### Task directions:
Arrange the lines below that begin with the one containing "Annotate the blurred green" and end with the one containing "0, 0, 470, 336", inclusive, as a JSON list of strings with one string per line and blank lines omitted.

[Lines from a bounding-box labeling dataset]

'''

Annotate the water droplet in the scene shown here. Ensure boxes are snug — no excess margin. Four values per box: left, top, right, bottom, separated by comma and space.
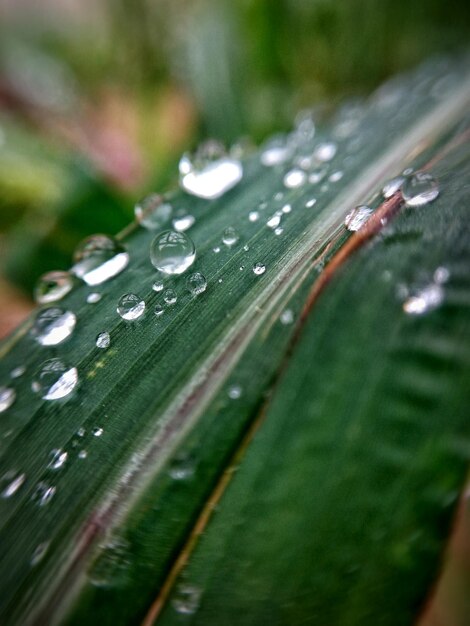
283, 168, 307, 189
279, 309, 294, 326
171, 584, 201, 615
0, 387, 16, 413
344, 204, 373, 232
403, 283, 444, 315
186, 272, 207, 296
222, 226, 239, 247
71, 235, 129, 286
134, 193, 172, 230
47, 450, 68, 470
382, 176, 405, 198
163, 289, 178, 306
95, 331, 111, 350
34, 272, 73, 304
261, 137, 292, 167
31, 307, 77, 346
401, 172, 439, 207
10, 365, 26, 378
116, 293, 145, 322
150, 230, 196, 274
31, 482, 56, 506
86, 291, 103, 304
31, 359, 78, 400
172, 215, 196, 233
179, 141, 243, 200
0, 470, 26, 498
313, 141, 337, 162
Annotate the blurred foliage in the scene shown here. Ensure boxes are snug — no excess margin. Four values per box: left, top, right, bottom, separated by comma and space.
0, 0, 470, 308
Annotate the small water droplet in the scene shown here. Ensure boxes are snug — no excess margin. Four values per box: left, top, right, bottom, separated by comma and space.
150, 230, 196, 274
86, 291, 103, 304
31, 359, 78, 400
344, 204, 373, 232
172, 215, 196, 233
313, 141, 337, 162
71, 235, 129, 286
31, 482, 56, 506
171, 584, 201, 615
253, 263, 266, 276
34, 271, 73, 304
134, 193, 172, 230
0, 387, 16, 413
163, 289, 178, 306
403, 283, 444, 315
401, 172, 439, 207
95, 331, 111, 350
116, 293, 145, 322
31, 307, 77, 346
283, 168, 307, 189
222, 226, 239, 248
186, 272, 207, 296
0, 470, 26, 498
179, 141, 243, 200
279, 309, 294, 326
47, 449, 68, 470
382, 176, 405, 198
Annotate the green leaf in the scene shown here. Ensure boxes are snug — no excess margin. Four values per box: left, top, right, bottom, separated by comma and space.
0, 56, 470, 624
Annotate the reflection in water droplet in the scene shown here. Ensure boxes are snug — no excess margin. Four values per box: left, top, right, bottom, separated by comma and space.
171, 584, 201, 615
150, 230, 196, 274
344, 204, 372, 232
283, 169, 307, 189
31, 359, 78, 400
382, 176, 405, 198
172, 215, 196, 233
222, 226, 239, 247
134, 193, 172, 230
179, 141, 243, 200
279, 309, 294, 325
34, 272, 73, 304
253, 263, 266, 276
47, 450, 68, 470
71, 235, 129, 285
163, 289, 178, 305
403, 283, 444, 315
95, 331, 111, 350
31, 307, 77, 346
116, 293, 145, 322
401, 172, 439, 207
186, 272, 207, 296
0, 470, 26, 498
0, 387, 16, 413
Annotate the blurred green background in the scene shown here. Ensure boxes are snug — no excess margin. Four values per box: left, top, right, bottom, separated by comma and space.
0, 0, 470, 336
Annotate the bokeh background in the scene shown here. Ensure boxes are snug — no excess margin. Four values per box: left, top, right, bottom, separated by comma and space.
0, 0, 470, 337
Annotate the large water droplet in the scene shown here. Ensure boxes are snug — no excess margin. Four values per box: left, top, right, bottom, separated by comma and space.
31, 359, 78, 400
344, 204, 373, 232
134, 193, 172, 230
95, 331, 111, 350
186, 272, 207, 296
150, 230, 196, 274
401, 172, 439, 207
34, 272, 73, 304
116, 293, 145, 322
31, 307, 77, 346
179, 141, 243, 200
71, 235, 129, 285
0, 387, 16, 413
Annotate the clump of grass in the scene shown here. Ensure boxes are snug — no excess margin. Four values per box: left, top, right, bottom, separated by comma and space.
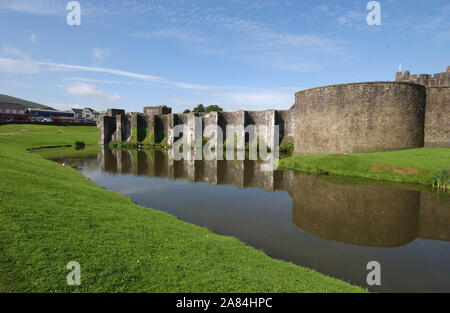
75, 141, 86, 150
433, 169, 450, 190
279, 143, 294, 155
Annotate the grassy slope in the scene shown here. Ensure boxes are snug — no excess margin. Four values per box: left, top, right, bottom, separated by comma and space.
0, 126, 364, 292
280, 148, 450, 185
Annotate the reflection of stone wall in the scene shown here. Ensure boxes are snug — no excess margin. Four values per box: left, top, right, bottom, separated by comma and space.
98, 148, 450, 247
419, 192, 450, 241
291, 175, 420, 247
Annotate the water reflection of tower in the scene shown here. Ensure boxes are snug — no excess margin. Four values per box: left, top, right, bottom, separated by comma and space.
98, 149, 450, 247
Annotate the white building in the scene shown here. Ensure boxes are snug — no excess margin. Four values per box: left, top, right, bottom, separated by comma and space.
69, 108, 100, 123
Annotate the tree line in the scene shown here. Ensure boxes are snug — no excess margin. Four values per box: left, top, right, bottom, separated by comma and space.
183, 104, 223, 113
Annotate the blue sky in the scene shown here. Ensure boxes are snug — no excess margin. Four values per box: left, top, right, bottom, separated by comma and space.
0, 0, 450, 112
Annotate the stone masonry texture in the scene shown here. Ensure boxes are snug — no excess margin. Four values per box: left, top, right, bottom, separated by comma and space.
98, 66, 450, 155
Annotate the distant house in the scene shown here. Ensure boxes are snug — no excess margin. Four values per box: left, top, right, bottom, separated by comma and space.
0, 102, 28, 121
83, 108, 100, 122
69, 108, 100, 123
69, 108, 85, 123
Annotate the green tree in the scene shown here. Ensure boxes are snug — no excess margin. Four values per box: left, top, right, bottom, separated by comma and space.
192, 104, 206, 113
206, 104, 223, 113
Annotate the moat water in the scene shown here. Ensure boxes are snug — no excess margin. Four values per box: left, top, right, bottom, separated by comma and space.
42, 149, 450, 292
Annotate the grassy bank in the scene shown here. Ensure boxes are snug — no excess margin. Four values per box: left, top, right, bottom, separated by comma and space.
0, 125, 364, 292
280, 148, 450, 185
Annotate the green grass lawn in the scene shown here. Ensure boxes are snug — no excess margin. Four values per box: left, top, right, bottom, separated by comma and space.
279, 148, 450, 185
0, 125, 364, 292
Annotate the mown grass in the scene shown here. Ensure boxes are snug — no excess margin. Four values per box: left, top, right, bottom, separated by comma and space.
279, 148, 450, 186
0, 126, 364, 292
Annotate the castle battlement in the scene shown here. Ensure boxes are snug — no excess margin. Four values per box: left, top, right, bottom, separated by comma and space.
395, 66, 450, 87
98, 66, 450, 155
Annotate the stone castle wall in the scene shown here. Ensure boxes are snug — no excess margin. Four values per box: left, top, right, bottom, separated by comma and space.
294, 82, 426, 155
425, 87, 450, 148
98, 67, 450, 155
395, 66, 450, 87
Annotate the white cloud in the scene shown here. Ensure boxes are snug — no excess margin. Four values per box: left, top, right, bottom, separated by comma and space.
0, 45, 39, 74
92, 48, 111, 60
0, 0, 67, 15
30, 34, 38, 44
66, 83, 120, 102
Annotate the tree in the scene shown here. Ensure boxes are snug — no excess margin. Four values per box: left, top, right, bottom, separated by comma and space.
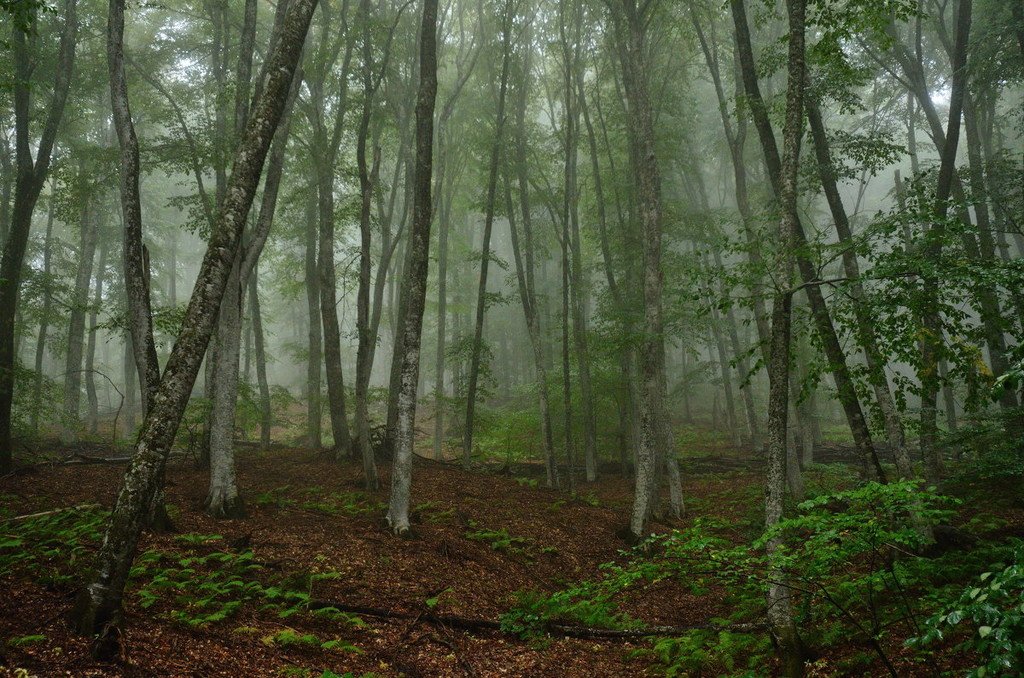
387, 0, 437, 535
73, 0, 316, 656
0, 0, 78, 473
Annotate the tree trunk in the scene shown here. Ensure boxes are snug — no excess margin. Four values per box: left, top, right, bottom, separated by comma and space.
352, 0, 382, 491
612, 0, 668, 540
305, 186, 324, 450
31, 200, 55, 434
731, 0, 885, 479
206, 253, 246, 518
60, 192, 97, 444
765, 0, 806, 677
462, 5, 513, 468
0, 0, 78, 474
249, 268, 274, 450
807, 99, 914, 479
85, 241, 108, 435
387, 0, 437, 534
73, 0, 316, 656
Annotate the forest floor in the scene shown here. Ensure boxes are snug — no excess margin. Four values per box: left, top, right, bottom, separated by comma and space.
0, 438, 1024, 676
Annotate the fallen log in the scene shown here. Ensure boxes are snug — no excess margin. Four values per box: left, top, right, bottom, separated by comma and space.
308, 599, 767, 640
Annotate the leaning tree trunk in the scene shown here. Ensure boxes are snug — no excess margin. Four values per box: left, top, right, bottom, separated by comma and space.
807, 100, 914, 478
387, 0, 437, 534
72, 0, 316, 656
206, 255, 246, 518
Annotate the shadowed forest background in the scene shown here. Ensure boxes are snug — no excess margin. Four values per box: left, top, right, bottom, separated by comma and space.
0, 0, 1024, 678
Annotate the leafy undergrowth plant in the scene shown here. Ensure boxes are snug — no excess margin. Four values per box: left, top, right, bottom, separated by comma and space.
503, 481, 1024, 676
0, 507, 108, 588
910, 545, 1024, 678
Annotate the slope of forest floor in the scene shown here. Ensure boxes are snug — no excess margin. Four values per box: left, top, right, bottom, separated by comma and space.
0, 449, 1019, 676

'''

### Task output:
[
  "Annotate the blurred green background in the scene shown here. Ensure boxes are snug — no excess margin. Four values per box: left, top, right, bottom, separated by comma and space.",
  "0, 0, 470, 336"
]